REQUIREMENT A: In the interview transcript below, why does Francis Loman act as product owner in Tobias Mayer's certified scrum master training? Answer in one to three sentences.
REQUIREMENT B:
Answer these questions on the interview transcript below, marking each answer as its question is marked.
(i) What nationality does Tobias Mayer give for Francis Loman?
(ii) How long is the workshop in which the Scrum structure is recreated?
(iii) Who comes in to work as Scrum Masters with the teams?

(TEXT PASSAGE)

Speaker: Miljan Bajic  27:34

Do you miss that? Do you miss those?

Speaker: Tobias Mayer  27:37

I do to some extent, and I still partner with people, but it’s in somewhat different ways now. I’ve recently struck up a partnership with a guy, a Belgian guy called Francis Loman, he works on my certified scrum master training as a product owner. So we have the teams build products, and he’s the product owner for that, because he’s an educator. And so what the teams are building are educational tools using Scrum. So I’ve got that kind of partnership now, which is somewhat different to doing co training. I’m a customer, he’s a product owner, the team, the participants are teams. And then I have Scrum masters who are experienced people who’ve done the workshop before, practice it, come in and work as Scrum Masters with the team. So we recreate the whole kind of Scrum structure in a three day workshop. That’s just been fun. It’s different but I learned a lot from all of the Scrum Masters I worked with and from Francis and the participants, yeah. So I still have that experience of collaboration, I’d say now. But I went through a few years of not having it so much. Definitely. 

Speaker: Miljan Bajic  28:57

Yeah. So coming into this, I didn’t know this before that you kind of shifted careers. And in your early mid-30s, made that shift. If you could go back in time, and talk to your 18 year old self. What would you tell him? Because I think about this a lot of times, obviously, through a lot of stuff that I’ve been through both personally, growing up in Boston and living through the war, and then coming to United States, obviously, it’s all based on decisions, even decision that my dad decided to come here and having an opportunity to just even think about what would I do if I had the knowledge that I have today. So what would you tell your 18 year old self?

Speaker: Tobias Mayer  29:44

Well, whenever I get asked that question which is not often, I have to say, but the sort of general feel, I mean, you sort of think about what would have happened if I had made this decision instead of that decision?

Speaker: Miljan Bajic  29:56

If you don’t know, right? It’s obviously one thing leads to another but maybe let me put it this way. What would you recommend to somebody today that’s 18-year-old based on your experience and knowledge what you know today? Maybe not to yourself, but to somebody that’s, yeah… that’s undecided what they want to do in life. And anything is possible.

(End TEXT PASSAGE)
(INFORMATION SUPPLIED)

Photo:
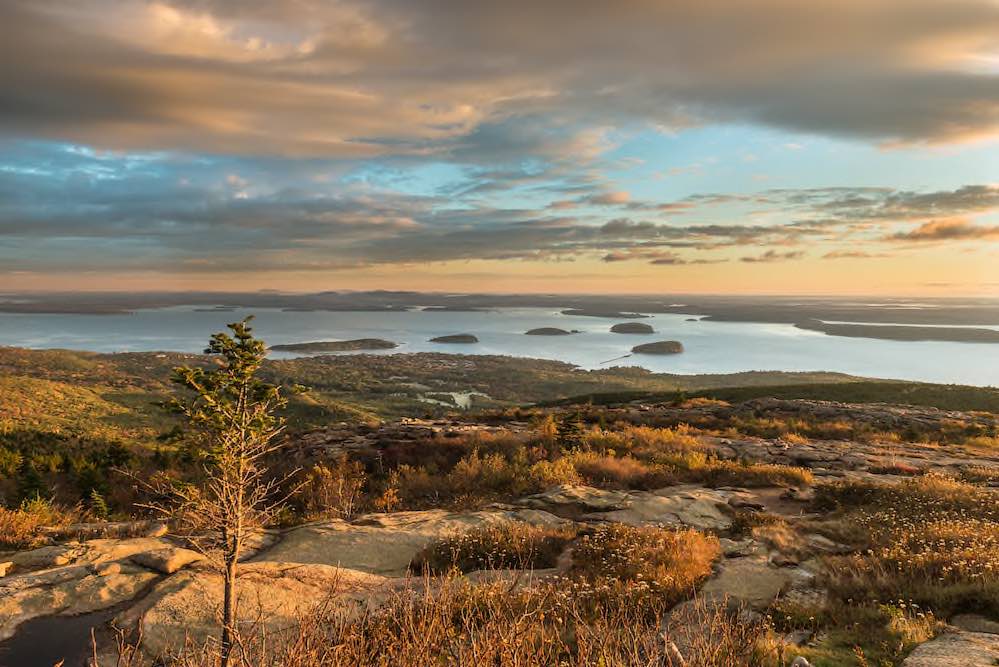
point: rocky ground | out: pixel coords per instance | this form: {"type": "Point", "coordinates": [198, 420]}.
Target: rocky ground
{"type": "Point", "coordinates": [153, 586]}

(End INFORMATION SUPPLIED)

REPLY A: Francis Loman is the product owner because he is an educator. The teams in the training build educational tools using Scrum.

REPLY B:
(i) Belgian.
(ii) Three days.
(iii) Experienced people who have done the workshop before.